Problem to solve
Please report each line in the data below that contains the string "corners". Case matters.

━━ Material supplied ━━

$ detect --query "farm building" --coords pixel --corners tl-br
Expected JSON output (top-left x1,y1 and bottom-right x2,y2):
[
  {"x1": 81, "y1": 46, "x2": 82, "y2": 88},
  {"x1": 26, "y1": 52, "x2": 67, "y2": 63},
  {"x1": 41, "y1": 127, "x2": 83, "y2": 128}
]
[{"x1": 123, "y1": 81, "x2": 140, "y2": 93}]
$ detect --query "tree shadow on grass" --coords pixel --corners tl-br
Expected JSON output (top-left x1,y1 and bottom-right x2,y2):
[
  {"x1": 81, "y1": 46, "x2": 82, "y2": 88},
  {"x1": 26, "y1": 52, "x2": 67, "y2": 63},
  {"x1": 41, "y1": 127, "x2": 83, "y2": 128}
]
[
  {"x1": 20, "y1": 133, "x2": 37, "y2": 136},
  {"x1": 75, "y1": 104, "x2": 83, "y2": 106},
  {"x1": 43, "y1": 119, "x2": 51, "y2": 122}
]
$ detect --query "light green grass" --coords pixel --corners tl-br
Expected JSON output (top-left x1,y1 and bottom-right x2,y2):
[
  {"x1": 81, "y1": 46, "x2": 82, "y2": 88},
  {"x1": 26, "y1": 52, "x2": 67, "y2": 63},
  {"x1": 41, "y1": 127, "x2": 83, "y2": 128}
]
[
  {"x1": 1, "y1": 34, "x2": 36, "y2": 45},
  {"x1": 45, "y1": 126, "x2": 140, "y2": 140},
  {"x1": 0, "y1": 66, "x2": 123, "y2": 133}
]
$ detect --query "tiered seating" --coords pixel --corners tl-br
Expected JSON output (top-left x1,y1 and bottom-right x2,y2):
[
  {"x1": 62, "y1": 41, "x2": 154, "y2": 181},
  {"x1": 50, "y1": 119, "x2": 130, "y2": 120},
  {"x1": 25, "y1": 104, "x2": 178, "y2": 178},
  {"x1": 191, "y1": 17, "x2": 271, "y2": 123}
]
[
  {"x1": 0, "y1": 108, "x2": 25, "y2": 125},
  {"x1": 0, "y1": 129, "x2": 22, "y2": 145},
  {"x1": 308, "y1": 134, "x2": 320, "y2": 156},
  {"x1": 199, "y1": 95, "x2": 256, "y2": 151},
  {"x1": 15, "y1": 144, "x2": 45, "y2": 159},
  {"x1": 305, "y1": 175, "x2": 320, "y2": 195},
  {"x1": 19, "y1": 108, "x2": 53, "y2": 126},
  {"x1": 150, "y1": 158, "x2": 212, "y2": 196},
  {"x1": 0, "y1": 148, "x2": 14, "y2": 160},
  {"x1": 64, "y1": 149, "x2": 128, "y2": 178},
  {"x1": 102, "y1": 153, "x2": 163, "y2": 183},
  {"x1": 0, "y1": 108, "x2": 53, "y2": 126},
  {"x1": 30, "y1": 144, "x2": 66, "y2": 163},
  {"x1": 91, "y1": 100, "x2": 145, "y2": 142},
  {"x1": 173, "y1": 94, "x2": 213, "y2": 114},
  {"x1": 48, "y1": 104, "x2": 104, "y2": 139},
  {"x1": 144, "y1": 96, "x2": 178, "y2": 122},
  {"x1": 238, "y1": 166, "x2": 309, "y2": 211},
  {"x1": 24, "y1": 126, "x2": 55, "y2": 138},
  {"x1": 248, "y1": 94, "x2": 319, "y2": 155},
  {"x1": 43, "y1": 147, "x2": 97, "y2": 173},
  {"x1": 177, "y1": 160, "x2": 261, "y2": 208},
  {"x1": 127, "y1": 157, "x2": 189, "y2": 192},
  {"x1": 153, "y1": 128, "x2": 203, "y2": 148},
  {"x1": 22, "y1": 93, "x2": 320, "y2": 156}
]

━━━

Final answer
$ detect --query "farm building" --coords pixel --corners tl-br
$ detect --query "tree shadow on grass" --coords pixel --corners tl-br
$ detect --query "light green grass" --coords pixel --corners tl-br
$ detect --query "tiered seating" --coords pixel --corners tl-br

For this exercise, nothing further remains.